#### TASK ITEM:
Your answer should hold each line of the material that contains the word "black".

#### RECORDS TO PROCESS:
○ ○ ○ ○ ○ ○ ○

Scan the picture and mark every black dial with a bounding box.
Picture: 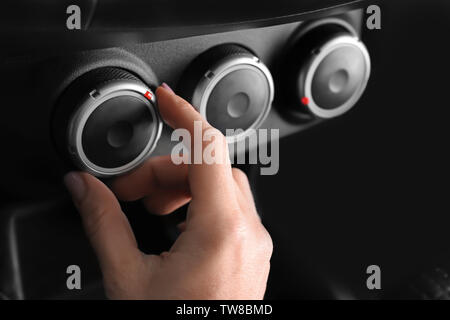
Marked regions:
[178,44,274,142]
[52,67,162,177]
[284,19,371,119]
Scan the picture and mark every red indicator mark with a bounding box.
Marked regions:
[144,91,153,100]
[301,97,309,106]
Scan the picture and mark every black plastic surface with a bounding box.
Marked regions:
[0,1,366,56]
[0,10,362,200]
[0,0,363,30]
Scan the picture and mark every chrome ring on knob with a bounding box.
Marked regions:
[299,34,371,119]
[68,80,162,177]
[191,54,274,143]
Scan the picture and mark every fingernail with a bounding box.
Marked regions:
[161,82,174,94]
[64,172,86,202]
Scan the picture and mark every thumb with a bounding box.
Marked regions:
[64,172,142,275]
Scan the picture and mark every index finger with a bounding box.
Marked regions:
[156,86,238,208]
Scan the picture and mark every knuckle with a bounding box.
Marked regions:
[225,216,247,242]
[258,227,274,258]
[204,211,247,249]
[202,215,273,266]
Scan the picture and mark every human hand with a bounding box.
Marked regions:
[63,84,273,299]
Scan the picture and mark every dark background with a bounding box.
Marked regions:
[257,0,450,299]
[1,0,450,299]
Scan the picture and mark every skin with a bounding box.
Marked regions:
[63,85,273,299]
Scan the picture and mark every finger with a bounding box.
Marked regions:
[231,168,255,203]
[232,168,259,219]
[156,86,238,210]
[156,85,209,135]
[111,155,189,202]
[64,172,142,274]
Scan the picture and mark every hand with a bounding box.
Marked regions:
[64,84,273,299]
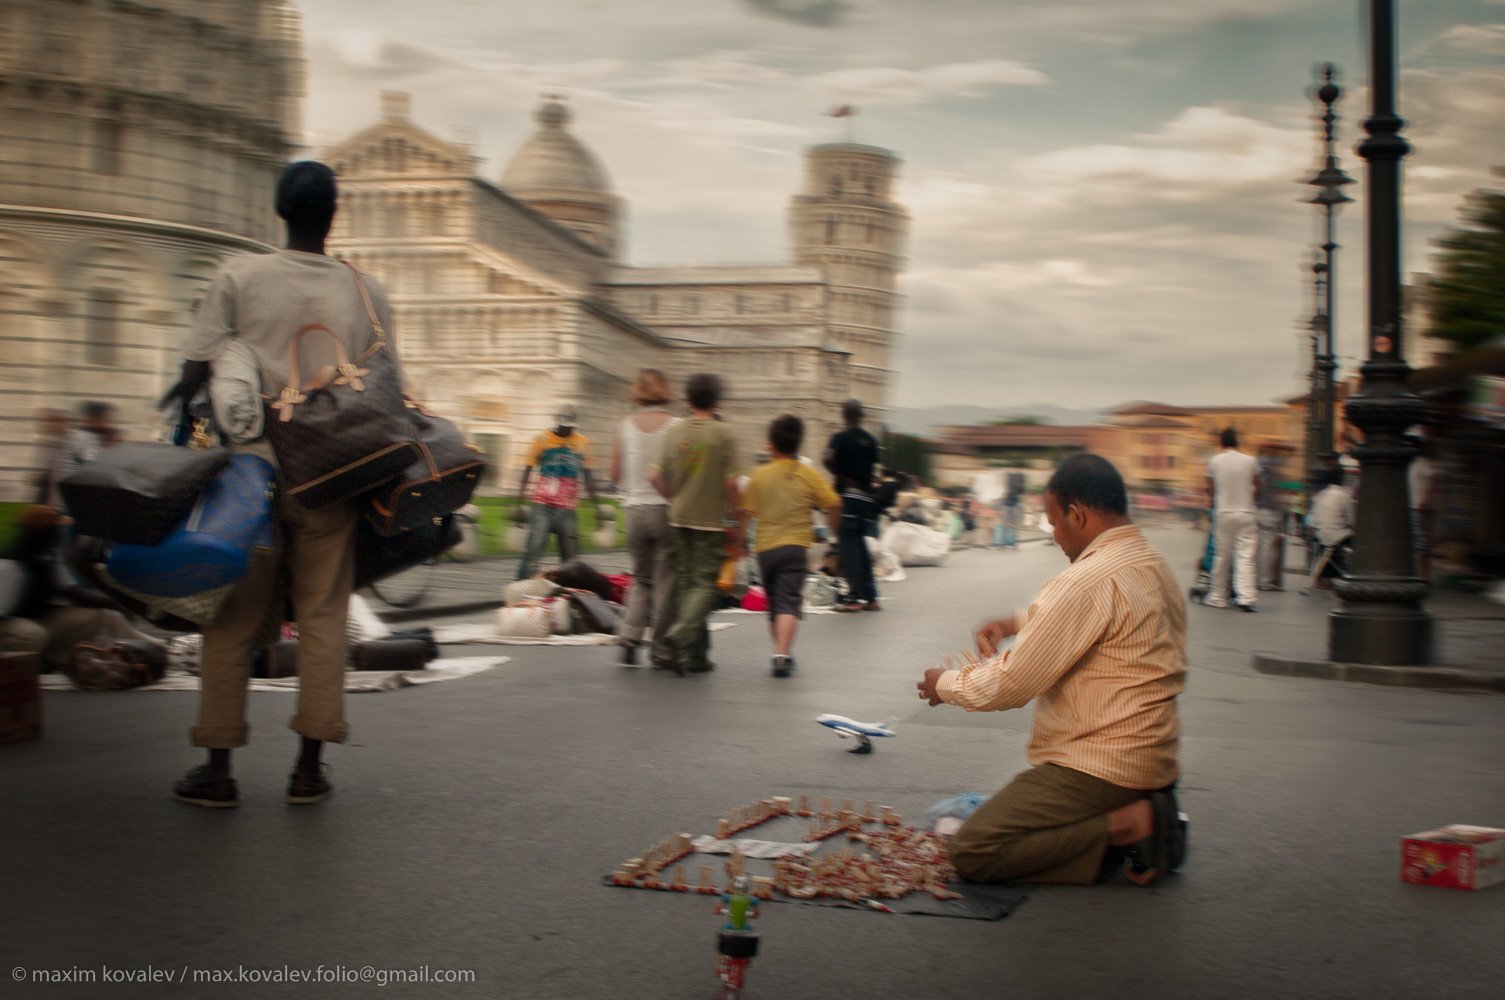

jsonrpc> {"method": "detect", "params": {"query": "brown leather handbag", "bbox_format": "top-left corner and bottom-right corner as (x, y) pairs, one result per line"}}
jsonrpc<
(363, 396), (486, 536)
(263, 264), (418, 508)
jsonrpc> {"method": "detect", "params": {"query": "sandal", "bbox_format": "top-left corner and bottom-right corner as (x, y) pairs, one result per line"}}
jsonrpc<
(832, 603), (864, 613)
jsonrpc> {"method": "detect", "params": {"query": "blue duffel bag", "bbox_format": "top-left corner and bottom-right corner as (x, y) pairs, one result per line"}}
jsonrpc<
(106, 454), (277, 599)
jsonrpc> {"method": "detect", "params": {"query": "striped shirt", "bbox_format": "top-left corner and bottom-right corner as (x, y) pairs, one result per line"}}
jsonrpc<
(935, 524), (1186, 789)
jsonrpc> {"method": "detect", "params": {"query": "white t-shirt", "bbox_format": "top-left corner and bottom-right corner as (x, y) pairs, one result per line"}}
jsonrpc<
(1306, 485), (1355, 547)
(1407, 456), (1435, 511)
(1208, 449), (1258, 514)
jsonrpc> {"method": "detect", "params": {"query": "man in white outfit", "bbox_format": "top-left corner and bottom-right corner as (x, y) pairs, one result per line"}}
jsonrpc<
(1205, 428), (1259, 612)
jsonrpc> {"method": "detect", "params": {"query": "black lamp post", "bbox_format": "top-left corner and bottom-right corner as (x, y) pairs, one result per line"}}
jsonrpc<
(1329, 0), (1433, 665)
(1304, 255), (1327, 491)
(1306, 64), (1354, 482)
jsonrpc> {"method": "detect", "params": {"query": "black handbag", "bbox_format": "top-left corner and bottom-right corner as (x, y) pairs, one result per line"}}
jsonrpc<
(263, 264), (419, 509)
(59, 441), (229, 546)
(363, 398), (486, 536)
(354, 513), (461, 588)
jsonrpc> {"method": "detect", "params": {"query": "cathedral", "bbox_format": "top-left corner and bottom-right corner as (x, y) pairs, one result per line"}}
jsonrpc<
(323, 92), (907, 492)
(0, 0), (907, 500)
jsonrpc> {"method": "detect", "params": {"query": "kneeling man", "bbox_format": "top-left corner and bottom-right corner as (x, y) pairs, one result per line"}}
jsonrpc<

○ ○ ○ ○ ○ ○ ○

#### WRITTEN RESPONSE:
Scan the picture and mark every black dial with a bounding box.
Scan the picture and mark every black plastic surface with a bounding box.
jsonrpc> {"method": "detect", "params": {"query": "black lamp post", "bbox_format": "top-left corner and bottom-right corner as (x, y) pairs, one result per line"}}
jsonrpc> {"method": "detect", "params": {"query": "black handbag", "bbox_format": "top-left corner and bottom-right corner as (x, y) pairs, one result per line"}}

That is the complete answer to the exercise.